**WORK TO COMPLETE**: Set down, word for word, everything in the entries below from their very first line down to and including the line containing "(1165, 291)".

**STORED ROWS**:
-*-

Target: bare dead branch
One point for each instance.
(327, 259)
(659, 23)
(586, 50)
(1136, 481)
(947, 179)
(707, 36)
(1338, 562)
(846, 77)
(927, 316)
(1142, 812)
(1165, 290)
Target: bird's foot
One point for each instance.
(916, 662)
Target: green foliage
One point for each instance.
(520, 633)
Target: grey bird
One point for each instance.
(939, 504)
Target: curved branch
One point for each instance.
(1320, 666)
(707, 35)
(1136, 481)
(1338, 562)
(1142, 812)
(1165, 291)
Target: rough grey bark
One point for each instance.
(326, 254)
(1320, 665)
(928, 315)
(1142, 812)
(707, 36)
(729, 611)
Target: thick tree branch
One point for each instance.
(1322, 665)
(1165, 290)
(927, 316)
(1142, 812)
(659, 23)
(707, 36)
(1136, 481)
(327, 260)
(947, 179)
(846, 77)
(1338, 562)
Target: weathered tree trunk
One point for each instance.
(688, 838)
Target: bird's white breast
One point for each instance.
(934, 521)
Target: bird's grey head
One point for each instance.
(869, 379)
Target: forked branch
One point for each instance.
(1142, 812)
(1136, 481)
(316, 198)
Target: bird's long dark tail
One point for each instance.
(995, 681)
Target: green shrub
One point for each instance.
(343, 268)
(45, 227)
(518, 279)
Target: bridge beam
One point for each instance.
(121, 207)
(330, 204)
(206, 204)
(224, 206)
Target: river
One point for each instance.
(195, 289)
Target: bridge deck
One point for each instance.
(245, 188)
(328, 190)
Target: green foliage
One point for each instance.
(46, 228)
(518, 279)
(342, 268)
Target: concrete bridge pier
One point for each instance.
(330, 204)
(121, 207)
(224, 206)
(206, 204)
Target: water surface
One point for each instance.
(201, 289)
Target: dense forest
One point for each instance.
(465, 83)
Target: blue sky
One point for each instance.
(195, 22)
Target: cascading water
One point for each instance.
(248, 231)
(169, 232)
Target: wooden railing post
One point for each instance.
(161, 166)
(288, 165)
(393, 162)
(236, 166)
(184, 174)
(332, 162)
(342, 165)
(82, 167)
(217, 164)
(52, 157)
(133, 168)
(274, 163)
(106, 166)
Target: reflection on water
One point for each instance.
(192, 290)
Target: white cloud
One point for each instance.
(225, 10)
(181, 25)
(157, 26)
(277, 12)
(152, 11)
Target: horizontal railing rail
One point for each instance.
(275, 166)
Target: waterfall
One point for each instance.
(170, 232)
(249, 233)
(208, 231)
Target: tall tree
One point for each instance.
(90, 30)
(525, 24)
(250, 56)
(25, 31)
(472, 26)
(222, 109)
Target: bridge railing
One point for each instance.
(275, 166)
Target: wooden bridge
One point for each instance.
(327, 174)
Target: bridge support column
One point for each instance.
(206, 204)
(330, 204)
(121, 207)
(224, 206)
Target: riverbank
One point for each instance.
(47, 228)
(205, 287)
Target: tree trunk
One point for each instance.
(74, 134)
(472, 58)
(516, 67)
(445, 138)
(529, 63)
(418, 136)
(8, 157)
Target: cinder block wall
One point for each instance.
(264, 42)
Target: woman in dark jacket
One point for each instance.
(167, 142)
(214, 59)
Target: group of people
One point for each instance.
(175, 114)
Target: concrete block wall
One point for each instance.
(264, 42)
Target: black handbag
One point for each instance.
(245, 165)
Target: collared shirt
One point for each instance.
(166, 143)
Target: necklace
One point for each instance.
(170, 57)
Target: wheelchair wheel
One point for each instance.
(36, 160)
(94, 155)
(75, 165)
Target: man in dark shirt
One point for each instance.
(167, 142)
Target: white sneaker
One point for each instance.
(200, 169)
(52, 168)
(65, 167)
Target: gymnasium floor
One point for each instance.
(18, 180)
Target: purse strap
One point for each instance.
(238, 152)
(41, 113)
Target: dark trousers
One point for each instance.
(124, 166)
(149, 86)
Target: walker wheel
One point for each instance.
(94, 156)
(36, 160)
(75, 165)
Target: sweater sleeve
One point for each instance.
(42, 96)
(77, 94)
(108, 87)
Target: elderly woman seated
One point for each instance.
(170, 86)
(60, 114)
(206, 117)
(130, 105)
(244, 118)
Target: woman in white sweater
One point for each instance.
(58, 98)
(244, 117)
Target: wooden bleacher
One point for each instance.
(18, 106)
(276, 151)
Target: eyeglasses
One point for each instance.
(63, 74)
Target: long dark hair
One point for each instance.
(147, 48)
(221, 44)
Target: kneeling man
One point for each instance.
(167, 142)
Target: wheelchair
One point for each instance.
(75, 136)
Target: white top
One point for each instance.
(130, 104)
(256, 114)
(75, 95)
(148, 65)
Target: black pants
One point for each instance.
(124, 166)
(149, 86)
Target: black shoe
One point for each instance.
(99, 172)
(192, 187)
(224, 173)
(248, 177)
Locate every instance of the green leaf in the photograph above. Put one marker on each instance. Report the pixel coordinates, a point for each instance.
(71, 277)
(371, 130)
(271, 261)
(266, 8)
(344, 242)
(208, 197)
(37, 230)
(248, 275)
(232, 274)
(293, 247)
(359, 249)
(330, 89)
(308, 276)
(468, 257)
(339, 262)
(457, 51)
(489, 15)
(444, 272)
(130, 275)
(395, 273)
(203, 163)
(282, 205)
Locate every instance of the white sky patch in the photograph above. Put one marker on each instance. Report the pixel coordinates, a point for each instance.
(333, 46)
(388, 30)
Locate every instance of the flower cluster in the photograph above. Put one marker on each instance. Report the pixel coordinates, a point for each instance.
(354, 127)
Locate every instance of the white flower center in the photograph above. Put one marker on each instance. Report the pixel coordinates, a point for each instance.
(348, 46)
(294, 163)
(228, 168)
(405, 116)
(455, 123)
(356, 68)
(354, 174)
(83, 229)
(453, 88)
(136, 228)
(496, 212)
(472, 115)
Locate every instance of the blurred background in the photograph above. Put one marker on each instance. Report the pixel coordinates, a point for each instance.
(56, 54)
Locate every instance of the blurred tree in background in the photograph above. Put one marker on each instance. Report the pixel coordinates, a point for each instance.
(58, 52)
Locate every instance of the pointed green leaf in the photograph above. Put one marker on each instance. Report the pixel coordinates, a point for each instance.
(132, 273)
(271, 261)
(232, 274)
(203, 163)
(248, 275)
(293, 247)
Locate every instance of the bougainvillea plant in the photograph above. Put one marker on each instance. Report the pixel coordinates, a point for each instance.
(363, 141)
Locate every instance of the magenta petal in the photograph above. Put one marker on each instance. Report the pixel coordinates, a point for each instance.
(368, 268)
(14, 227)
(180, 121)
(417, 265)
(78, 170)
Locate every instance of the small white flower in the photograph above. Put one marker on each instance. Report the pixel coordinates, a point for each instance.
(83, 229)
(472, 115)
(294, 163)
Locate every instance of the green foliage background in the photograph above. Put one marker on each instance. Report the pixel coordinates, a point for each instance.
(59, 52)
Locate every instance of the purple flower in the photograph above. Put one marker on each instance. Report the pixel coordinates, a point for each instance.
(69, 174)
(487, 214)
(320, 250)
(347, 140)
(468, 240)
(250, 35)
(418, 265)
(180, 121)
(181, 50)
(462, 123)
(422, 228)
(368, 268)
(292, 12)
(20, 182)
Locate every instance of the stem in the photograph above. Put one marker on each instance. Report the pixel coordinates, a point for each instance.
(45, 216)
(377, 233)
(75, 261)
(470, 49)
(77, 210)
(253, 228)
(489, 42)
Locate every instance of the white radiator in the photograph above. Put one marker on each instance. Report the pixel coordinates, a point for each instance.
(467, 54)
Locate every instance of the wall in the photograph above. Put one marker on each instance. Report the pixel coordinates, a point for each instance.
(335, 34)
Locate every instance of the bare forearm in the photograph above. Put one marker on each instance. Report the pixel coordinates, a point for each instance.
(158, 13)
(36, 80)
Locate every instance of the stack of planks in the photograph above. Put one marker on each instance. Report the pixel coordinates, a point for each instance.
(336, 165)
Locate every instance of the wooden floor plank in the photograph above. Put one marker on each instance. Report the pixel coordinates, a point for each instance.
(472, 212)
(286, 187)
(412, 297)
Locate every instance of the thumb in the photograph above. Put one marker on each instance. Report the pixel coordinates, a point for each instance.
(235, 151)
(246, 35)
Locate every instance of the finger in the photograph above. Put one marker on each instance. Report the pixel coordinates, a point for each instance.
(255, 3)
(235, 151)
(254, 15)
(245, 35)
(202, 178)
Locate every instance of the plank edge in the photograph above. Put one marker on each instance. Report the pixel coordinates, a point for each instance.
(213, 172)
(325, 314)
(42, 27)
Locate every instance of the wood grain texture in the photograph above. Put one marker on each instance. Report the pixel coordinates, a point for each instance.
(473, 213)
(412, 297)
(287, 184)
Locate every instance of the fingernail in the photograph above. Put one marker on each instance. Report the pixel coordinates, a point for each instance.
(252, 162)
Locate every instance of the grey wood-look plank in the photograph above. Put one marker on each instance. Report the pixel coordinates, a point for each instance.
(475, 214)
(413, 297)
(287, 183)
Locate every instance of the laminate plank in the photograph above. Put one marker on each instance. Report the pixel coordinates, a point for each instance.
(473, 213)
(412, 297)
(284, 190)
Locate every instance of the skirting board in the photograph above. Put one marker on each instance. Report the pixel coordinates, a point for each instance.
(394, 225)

-*-

**FULL SOLUTION**:
Target: bare dead branch
One point for each instance.
(327, 259)
(659, 23)
(586, 50)
(1136, 481)
(947, 179)
(707, 36)
(1338, 562)
(846, 77)
(927, 316)
(1142, 812)
(1165, 290)
Target: bird's foot
One point for each instance.
(916, 662)
Target: green foliage
One point for each instance.
(520, 633)
Target: grey bird
One point for each instance.
(939, 504)
Target: curved branch
One point for each instance.
(1320, 666)
(707, 35)
(1136, 481)
(1338, 562)
(1142, 812)
(1165, 291)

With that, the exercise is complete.